----- Data shown -----
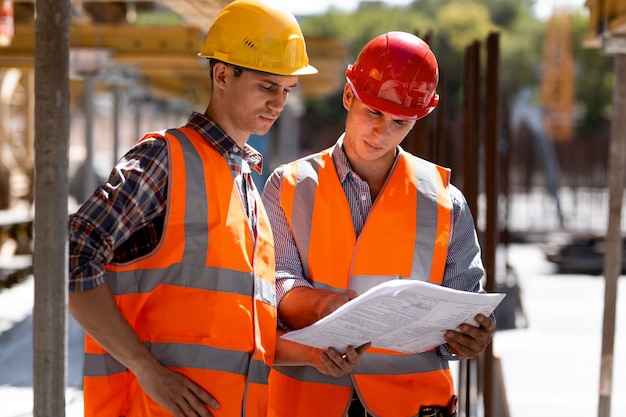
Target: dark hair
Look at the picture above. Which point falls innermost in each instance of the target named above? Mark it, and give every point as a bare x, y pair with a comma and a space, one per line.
238, 70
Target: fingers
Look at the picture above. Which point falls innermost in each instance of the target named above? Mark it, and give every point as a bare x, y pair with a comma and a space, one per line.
336, 364
470, 340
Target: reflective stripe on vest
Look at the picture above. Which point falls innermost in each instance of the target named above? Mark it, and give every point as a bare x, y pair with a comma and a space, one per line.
406, 235
203, 301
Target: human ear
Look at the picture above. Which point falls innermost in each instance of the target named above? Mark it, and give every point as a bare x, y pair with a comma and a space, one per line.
348, 95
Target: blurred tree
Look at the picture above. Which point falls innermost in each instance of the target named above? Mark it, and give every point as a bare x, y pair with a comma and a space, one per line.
452, 26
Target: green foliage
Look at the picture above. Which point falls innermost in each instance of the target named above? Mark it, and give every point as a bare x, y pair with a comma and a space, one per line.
594, 79
451, 26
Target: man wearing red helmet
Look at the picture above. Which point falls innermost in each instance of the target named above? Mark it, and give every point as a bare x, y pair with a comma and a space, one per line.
357, 214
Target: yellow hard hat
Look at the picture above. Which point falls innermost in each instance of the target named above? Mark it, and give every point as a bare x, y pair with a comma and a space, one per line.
261, 35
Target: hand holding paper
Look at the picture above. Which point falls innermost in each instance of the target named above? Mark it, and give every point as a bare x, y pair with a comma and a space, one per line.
403, 315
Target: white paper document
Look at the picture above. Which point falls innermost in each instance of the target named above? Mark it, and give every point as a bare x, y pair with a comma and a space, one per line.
403, 315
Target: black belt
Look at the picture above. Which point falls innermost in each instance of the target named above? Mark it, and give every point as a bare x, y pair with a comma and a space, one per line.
357, 410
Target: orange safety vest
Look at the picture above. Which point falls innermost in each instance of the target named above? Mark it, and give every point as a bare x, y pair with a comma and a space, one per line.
406, 234
203, 301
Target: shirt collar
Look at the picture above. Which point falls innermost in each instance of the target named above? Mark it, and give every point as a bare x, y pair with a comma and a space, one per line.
223, 143
342, 165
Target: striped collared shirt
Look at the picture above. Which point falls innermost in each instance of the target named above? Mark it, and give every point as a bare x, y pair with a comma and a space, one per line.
464, 268
132, 203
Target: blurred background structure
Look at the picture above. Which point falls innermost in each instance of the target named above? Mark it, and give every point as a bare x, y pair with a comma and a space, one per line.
525, 121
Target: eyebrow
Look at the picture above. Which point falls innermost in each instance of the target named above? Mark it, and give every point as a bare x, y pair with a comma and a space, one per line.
276, 84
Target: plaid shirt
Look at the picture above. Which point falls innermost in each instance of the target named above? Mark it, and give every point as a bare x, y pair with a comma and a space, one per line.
133, 201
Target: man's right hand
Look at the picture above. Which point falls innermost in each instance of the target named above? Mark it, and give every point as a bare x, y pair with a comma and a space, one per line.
334, 363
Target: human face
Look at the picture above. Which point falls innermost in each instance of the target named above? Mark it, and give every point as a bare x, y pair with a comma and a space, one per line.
249, 103
372, 136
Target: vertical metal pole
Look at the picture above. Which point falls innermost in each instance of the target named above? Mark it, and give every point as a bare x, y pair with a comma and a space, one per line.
89, 90
51, 193
492, 188
614, 242
117, 115
468, 377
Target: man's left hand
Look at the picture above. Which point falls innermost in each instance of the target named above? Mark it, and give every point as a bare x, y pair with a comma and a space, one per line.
469, 341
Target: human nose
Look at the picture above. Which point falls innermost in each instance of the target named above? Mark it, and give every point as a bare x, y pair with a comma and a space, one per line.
277, 101
381, 128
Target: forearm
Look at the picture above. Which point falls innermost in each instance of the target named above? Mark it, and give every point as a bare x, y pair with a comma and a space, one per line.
293, 354
303, 306
95, 310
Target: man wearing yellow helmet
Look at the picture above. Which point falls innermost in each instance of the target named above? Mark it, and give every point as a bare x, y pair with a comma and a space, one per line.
172, 260
358, 214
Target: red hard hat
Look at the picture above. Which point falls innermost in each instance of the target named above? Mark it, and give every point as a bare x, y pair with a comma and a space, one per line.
396, 73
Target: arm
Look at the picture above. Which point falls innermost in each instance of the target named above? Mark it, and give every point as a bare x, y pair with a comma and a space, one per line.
464, 271
95, 310
133, 197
-----
● Required work: Return only the part of the records above that opens with the line containing "Target: green foliage" and closes with the line containing "Target: man wearing red helmet", ends included.

● Answer:
Target: green foliage
Look at the picture above. Which point falls innermost in each instance of the target named above? Mark it, and give every point as a bare x, y pair with a comma and a space, one per line.
594, 79
451, 26
Target: man wearing red helmet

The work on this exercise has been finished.